> [REQUIRED WORK]
Reproduce the listing below with every "Annotate" swapped for "Mark" and no other changes. Leave the pictures out of your answer.

___ AVAILABLE DATA

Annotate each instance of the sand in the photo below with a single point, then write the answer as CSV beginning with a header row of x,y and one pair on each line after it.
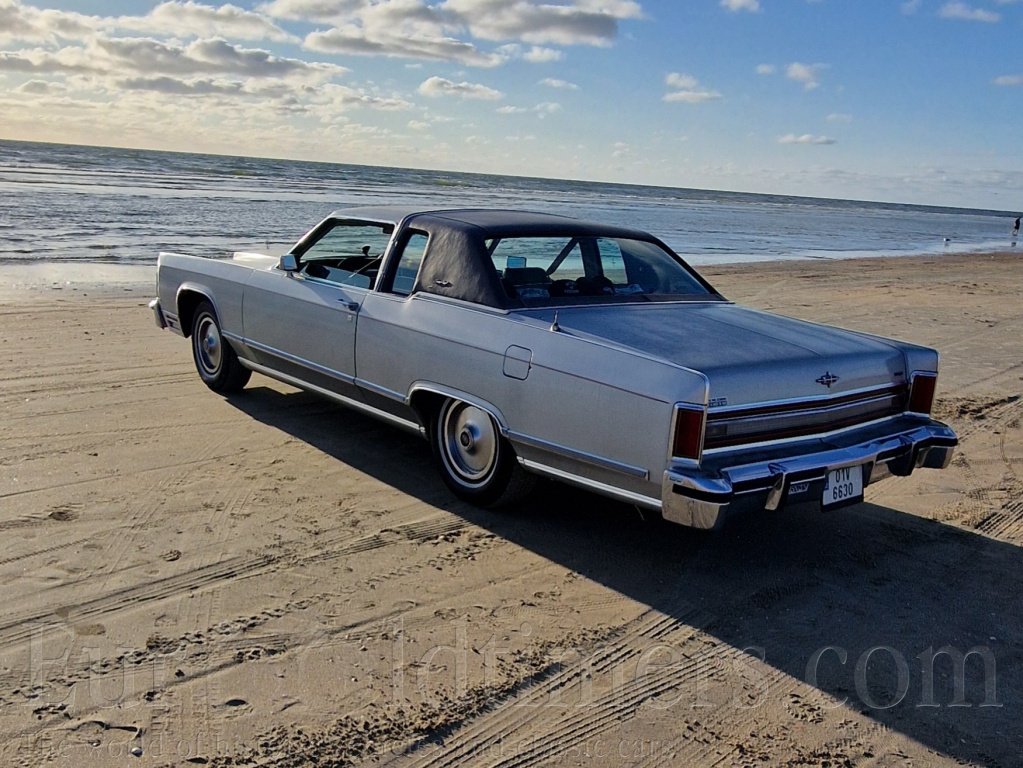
x,y
271,580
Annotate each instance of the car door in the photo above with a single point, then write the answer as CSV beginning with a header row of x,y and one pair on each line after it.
x,y
303,323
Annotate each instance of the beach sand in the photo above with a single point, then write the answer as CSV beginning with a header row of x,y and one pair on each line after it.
x,y
271,580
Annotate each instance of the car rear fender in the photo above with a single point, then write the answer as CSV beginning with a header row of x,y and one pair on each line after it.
x,y
188,298
425,398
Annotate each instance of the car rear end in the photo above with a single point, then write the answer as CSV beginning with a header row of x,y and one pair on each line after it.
x,y
824,450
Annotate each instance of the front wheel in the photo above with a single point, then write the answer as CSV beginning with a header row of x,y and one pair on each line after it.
x,y
475,461
216,362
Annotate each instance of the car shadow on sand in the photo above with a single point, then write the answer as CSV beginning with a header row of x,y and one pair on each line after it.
x,y
876,587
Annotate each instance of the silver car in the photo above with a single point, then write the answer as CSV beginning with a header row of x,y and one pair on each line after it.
x,y
525,344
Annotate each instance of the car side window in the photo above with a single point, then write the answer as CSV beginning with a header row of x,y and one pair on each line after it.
x,y
347,254
408,265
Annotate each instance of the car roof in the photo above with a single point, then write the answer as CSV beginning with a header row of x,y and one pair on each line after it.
x,y
494,222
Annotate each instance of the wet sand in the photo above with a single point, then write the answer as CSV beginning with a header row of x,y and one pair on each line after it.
x,y
271,580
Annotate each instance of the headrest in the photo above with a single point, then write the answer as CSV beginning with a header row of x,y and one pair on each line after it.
x,y
527,276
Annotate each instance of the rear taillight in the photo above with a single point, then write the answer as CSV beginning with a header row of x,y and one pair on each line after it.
x,y
922,393
686,442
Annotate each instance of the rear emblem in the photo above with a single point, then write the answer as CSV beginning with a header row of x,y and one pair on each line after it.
x,y
828,379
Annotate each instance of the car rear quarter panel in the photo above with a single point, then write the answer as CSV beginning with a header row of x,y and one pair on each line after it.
x,y
578,395
220,280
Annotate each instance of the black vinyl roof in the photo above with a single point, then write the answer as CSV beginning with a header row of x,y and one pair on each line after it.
x,y
457,263
492,222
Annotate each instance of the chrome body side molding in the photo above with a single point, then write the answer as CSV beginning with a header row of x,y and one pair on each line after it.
x,y
348,402
648,502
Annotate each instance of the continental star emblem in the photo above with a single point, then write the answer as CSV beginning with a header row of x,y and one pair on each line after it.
x,y
828,379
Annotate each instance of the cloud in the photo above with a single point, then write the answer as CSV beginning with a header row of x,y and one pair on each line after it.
x,y
32,25
562,84
808,75
355,42
539,55
439,31
687,90
541,109
574,23
194,19
40,87
968,13
175,18
736,5
535,54
435,87
806,138
145,57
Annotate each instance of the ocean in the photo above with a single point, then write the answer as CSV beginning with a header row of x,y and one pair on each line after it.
x,y
99,205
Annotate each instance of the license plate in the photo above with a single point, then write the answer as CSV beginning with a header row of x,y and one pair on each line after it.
x,y
844,486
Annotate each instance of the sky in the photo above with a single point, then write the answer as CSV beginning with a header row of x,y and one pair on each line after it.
x,y
899,100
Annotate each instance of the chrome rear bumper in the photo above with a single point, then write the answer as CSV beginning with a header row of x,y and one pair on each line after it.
x,y
769,479
158,313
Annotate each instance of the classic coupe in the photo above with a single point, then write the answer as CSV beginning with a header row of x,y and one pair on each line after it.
x,y
527,344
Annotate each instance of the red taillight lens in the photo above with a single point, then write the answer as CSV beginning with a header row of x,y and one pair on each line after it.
x,y
922,393
686,443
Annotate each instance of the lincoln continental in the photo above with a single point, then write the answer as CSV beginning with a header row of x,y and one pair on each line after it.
x,y
525,345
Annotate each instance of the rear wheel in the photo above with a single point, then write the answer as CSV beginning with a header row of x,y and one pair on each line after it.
x,y
476,462
216,362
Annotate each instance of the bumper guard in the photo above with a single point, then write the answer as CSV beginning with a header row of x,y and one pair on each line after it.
x,y
706,497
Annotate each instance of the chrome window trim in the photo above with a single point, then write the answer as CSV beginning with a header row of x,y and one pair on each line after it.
x,y
603,488
348,402
666,303
397,226
589,458
385,265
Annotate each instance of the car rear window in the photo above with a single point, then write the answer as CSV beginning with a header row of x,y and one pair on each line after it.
x,y
549,271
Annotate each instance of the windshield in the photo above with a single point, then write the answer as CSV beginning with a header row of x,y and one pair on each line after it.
x,y
549,271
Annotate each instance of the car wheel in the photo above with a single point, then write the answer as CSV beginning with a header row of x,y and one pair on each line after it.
x,y
216,362
476,462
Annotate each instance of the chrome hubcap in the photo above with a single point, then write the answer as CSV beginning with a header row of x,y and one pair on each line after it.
x,y
209,346
470,442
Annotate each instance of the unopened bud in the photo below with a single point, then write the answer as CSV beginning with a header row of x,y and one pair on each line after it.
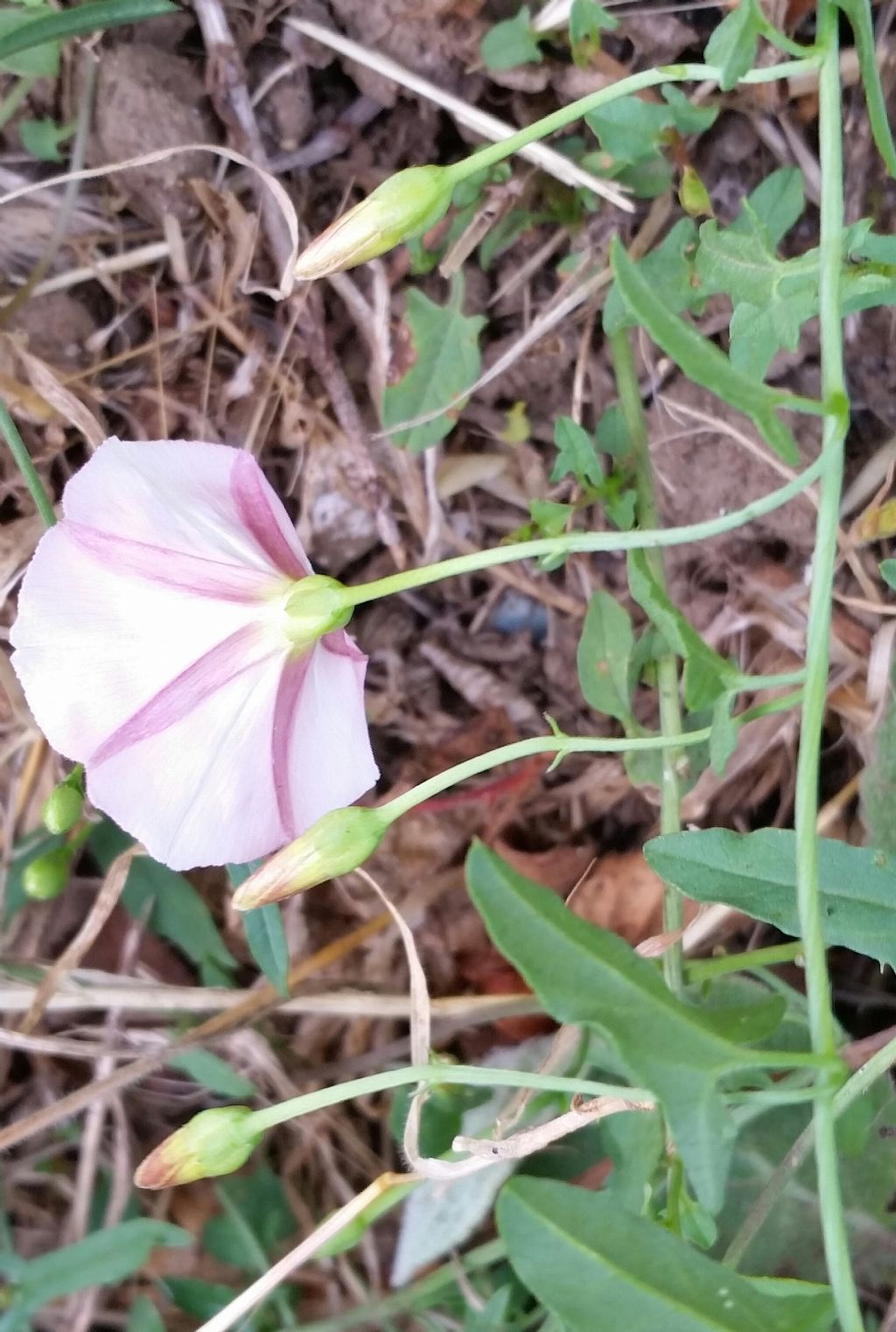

______

> [EXERCISE SOLUTION]
Mark each instance of the sand in the photo below with a single point, then write the answer as CSV beginning with a header row of x,y and one pair on each line after it.
x,y
271,580
Mark each instance of the car door in the photo above with a single point, then write the answer as CSV beginning with a header row of x,y and one pair on each line after it.
x,y
303,323
Mark each instance of the beach sand in the photo above with a single point, then write the answer as CSV beginning with a header row of x,y and one pair on each line after it.
x,y
271,580
Mark each instance of the car rear fender in the photo above with a single point, then write the answer as CSV beginning with a header row of x,y and one pair on each line after it.
x,y
188,298
425,398
Mark each instance of the car rear end in the photo above with a single point, then write the answer as CSV beginning with a header row of x,y and one pair on each line after it.
x,y
824,450
Mark each instance of the front wheel in the photo above with a single point, then write the answer as CSV beginning with a header row of x,y and one pair on each line after it.
x,y
475,461
216,362
Mark each instance of the car shadow on sand in the photo above with a single point, then write the answer as CSV beginning with a header row of x,y and one pair on each line after it.
x,y
876,587
Mark each instance of the silver car in the photo above with a single point, then write the answer as CSV beginning with a header row of x,y and one pair on each line after it.
x,y
525,344
Mark each instance of the car side window in the photo above with a single point, then write the answer as CSV beginning with a header row of x,y and one pair on each line after it.
x,y
347,254
408,265
Mark each instance of the car roof in the photo above with a single point, then write the answer as CSV beginning with a header row of x,y and one pair on each line after it.
x,y
494,222
Mark each instance of the wet sand in the photo above with a single point, then write the answer as CSV beginning with a header row of x,y and one pair on each line after it.
x,y
271,580
Mark each instance of the headrest in the photo above with a single point, then write the answer as CSV beginning with a header row of x,y and one pair on each line after it.
x,y
527,276
Mark each instance of the rear taillight in the photo above with a single point, then write the answer as CSV beginning with a header row of x,y and one pair on each line after it.
x,y
922,393
686,442
Mark each instance of the rear emblem in the photo above with a single point, then write the answer as CSV beginning with a header row of x,y and one pair on each line after it.
x,y
828,379
Mark each instance of the car rear quarter panel in the photo above with a single point, then write the answer as CSV beginning with a header row of x,y and one pair on each line after it.
x,y
578,395
220,280
Mark each instance of the black vinyl roof in the photo above with a single point, then write the answer as CSV beginning with a header row of x,y and one pair on each line after it.
x,y
457,263
492,222
Mark each instance of the chrome body side molding in the photo above with a single point, then write the answer as CSV beginning with a header row of x,y and one pair on each line after it.
x,y
348,402
648,502
Mark each instance of the continental star emblem in the photo above with a single point, then write the answer as CSV beginning with a header row of x,y and one pair on each line after it.
x,y
828,379
Mark each instance of the cloud in the photo above with a single point, then write the answer as CSV beginning with a header row of x,y and one pair on each line after it.
x,y
32,25
562,84
808,75
355,42
539,55
439,31
687,90
541,109
574,23
194,19
40,87
968,13
175,18
736,5
535,54
435,87
806,138
145,57
Mark each instance of the ocean in the photo above with a single point, then write the answer as CSV beginning with a header row of x,y and one pair on each line after it.
x,y
99,205
Mark each instance of the license plate in the photo above with a single point, then write the answer as CSV beginning with a header row of x,y and one pair on each line after it.
x,y
844,486
Mark each instance of the sky in the photo above with a single point, then write the answer as CSV beginning with a header row of x,y and one pair on each line after it.
x,y
899,100
Mark each instance of the chrome rear bumper in the photo above with a single point, then write the answer as CSV beginning with a header row of x,y and one pair on each line after it.
x,y
769,479
158,313
Mark each instance of the classic coupe in the photo above with a single point, then write the answer as CSV beginning with a header row of x,y and one pair on each line after it.
x,y
527,344
Mark each instance of the red taillight lens in the photo above with a single point, then write the answer as CSV beginning with a header row of x,y and one pair on each line after it.
x,y
922,393
686,443
Mark each instance of the lincoln continental in the photo above with a single point, then write the answer as CSV beginning with a header row of x,y and one pair on each line after it.
x,y
525,345
Mark each instance of the rear wheel in the photo above with a single point, then write the answer as CSV beginning with a header row of x,y and one pair on each line after it.
x,y
476,462
216,362
Mark each instance of the bumper guard in the photo above with a single point, then write the answer as CSV beginning with a header row of x,y and one pair on each line after it.
x,y
706,497
Mark each instance of the chrome window trim in the photo above with a single point, then write the answer as CSV beginning with a header row of x,y and one pair on each line after it.
x,y
603,488
348,402
666,303
397,226
589,458
385,265
Mark each instance of the car rear window in the photo above with a single point, then write the answer as CSV beginning with a header row of x,y and one pair on each line after it.
x,y
549,271
Mark each instance of the windshield in the photo above with a single point, then write the answer as CSV beginning with a header row of x,y and one pair on each line after it.
x,y
549,271
Mark each instance of the car wheel in the photo above with a single point, then write the answer as CSV beginning with a header row of x,y and one pair on each line after it.
x,y
216,362
476,462
Mark each instance of the chrome hubcap in the photo above with a single point, then write the answer as CSV beginning with a header row of x,y and one pair on each line after it.
x,y
209,346
470,442
Mark each instance of the unopened bud in the photo below with a single point, then write the answer as CSV beginning with a header row of x,y and one pair on each line after it.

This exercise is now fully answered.